## Exercise requirements
Reproduce the listing below line for line, without changing anything.

## Data for the task
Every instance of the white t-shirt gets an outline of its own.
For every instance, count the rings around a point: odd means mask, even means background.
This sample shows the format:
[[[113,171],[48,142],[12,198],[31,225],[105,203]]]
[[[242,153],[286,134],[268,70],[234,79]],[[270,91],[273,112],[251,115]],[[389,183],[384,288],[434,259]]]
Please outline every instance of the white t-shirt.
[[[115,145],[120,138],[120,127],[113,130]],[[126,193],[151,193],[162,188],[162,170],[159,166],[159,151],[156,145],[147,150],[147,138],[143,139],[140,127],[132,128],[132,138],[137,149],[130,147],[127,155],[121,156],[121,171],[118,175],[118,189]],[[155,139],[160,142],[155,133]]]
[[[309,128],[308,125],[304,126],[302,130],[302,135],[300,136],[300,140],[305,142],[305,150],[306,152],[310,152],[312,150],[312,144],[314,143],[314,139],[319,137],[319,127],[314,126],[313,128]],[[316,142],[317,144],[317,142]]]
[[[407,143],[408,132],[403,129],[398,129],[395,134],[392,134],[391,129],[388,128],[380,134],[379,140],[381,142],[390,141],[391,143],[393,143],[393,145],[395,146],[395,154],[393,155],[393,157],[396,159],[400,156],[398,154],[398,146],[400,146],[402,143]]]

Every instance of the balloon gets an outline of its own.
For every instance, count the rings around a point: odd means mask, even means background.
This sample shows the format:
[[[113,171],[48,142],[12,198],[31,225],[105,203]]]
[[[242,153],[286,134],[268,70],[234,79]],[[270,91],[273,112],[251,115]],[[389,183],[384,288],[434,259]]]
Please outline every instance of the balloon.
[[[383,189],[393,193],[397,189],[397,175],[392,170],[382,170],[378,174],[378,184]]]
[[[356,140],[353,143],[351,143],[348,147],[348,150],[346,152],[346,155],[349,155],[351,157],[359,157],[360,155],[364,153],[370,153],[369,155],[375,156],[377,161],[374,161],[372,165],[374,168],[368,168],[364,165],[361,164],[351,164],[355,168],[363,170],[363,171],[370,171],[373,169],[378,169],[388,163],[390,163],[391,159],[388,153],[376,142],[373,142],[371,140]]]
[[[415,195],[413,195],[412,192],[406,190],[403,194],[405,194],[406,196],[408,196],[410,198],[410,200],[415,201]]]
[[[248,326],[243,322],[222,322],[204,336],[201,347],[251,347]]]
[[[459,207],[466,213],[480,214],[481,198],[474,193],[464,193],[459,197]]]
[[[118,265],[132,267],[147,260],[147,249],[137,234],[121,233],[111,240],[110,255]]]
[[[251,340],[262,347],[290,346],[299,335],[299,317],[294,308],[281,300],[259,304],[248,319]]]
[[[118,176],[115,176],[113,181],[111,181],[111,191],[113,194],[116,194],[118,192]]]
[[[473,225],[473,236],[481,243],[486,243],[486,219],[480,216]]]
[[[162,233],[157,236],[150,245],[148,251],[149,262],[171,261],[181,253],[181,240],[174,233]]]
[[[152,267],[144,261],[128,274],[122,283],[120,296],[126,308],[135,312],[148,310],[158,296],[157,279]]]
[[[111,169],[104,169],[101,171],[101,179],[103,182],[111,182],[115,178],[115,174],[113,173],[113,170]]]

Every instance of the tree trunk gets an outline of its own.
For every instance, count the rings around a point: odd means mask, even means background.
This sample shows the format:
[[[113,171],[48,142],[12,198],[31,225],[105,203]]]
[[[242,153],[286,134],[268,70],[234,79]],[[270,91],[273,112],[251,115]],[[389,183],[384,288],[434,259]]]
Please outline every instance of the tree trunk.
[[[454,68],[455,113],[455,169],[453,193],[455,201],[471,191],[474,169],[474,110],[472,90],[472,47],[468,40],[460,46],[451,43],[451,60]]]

## Expected output
Every instance of the white t-shirt gets an outline of its own.
For every instance, count the rings around a point: odd means mask, even means background.
This sample shows the format:
[[[113,171],[48,142],[12,198],[31,225],[105,203]]]
[[[242,153],[286,134],[268,70],[234,79]],[[270,91],[273,112],[251,115]],[[389,183],[384,288],[434,259]]]
Please outline every instance of the white t-shirt.
[[[115,145],[120,138],[120,127],[113,130]],[[126,193],[151,193],[162,188],[162,170],[159,166],[159,151],[156,145],[147,150],[147,138],[143,139],[140,127],[132,128],[132,138],[137,149],[130,147],[127,155],[121,156],[121,171],[118,175],[118,189]],[[155,139],[160,142],[155,133]]]
[[[309,128],[308,125],[304,126],[302,130],[302,135],[300,136],[300,140],[305,142],[305,150],[306,152],[310,152],[312,150],[312,144],[314,143],[314,139],[319,137],[319,127],[314,126],[313,128]],[[316,142],[317,144],[317,142]]]
[[[407,143],[408,132],[403,129],[398,129],[395,134],[392,134],[391,129],[388,128],[380,134],[379,140],[381,142],[390,141],[391,143],[393,143],[393,145],[395,146],[395,154],[393,155],[393,157],[396,159],[400,156],[398,154],[398,146],[400,146],[402,143]]]

Every instance of the balloon gets an outline of its own.
For every instance, count the rings around a point: odd means mask, even means background.
This sample shows the format:
[[[113,171],[48,142],[12,198],[31,225],[105,203]]]
[[[242,153],[286,134],[268,70],[234,79]],[[270,91],[273,112],[251,115]],[[389,183],[384,288],[434,259]]]
Please outline every instance of the balloon.
[[[383,189],[393,193],[397,189],[397,175],[392,170],[382,170],[378,174],[378,184]]]
[[[356,140],[353,143],[351,143],[348,147],[348,150],[346,152],[346,155],[349,155],[351,157],[359,157],[360,155],[364,153],[370,153],[369,155],[375,156],[377,161],[374,161],[372,165],[374,168],[368,168],[364,165],[361,164],[351,164],[355,168],[363,170],[363,171],[370,171],[373,169],[378,169],[388,163],[390,163],[391,159],[388,153],[376,142],[373,142],[371,140]]]
[[[415,195],[413,195],[412,192],[406,190],[403,194],[405,194],[406,196],[408,196],[410,198],[410,200],[415,201]]]
[[[248,326],[243,322],[222,322],[204,336],[201,347],[251,347]]]
[[[459,207],[466,213],[480,214],[481,198],[474,193],[464,193],[459,197]]]
[[[118,265],[132,267],[147,260],[147,249],[137,234],[121,233],[111,240],[110,255]]]
[[[251,340],[262,347],[290,346],[299,335],[299,317],[294,308],[281,300],[259,304],[248,319]]]
[[[118,176],[115,176],[113,181],[111,181],[111,191],[113,194],[116,194],[118,192]]]
[[[473,225],[473,236],[481,243],[486,243],[486,219],[480,216]]]
[[[162,233],[157,236],[150,245],[148,251],[149,262],[171,261],[181,253],[181,240],[174,233]]]
[[[152,267],[144,261],[128,274],[122,283],[120,296],[126,308],[135,312],[148,310],[158,296],[157,279]]]
[[[111,169],[104,169],[101,171],[101,179],[103,182],[111,182],[115,178],[115,174],[113,173],[113,170]]]

Every instance of the tree trunk gets an outline of its own.
For every instance, count the rings around a point: odd means mask, even means background.
This sample shows the format:
[[[113,171],[48,142],[12,198],[31,225],[105,203]]]
[[[242,153],[286,134],[268,70],[234,79]],[[270,91],[273,112],[251,115]],[[389,183],[384,288],[434,259]]]
Please outline every instance of the tree trunk.
[[[454,68],[455,113],[455,169],[453,193],[455,201],[471,191],[474,169],[474,110],[472,90],[472,47],[468,40],[460,46],[451,43],[451,60]]]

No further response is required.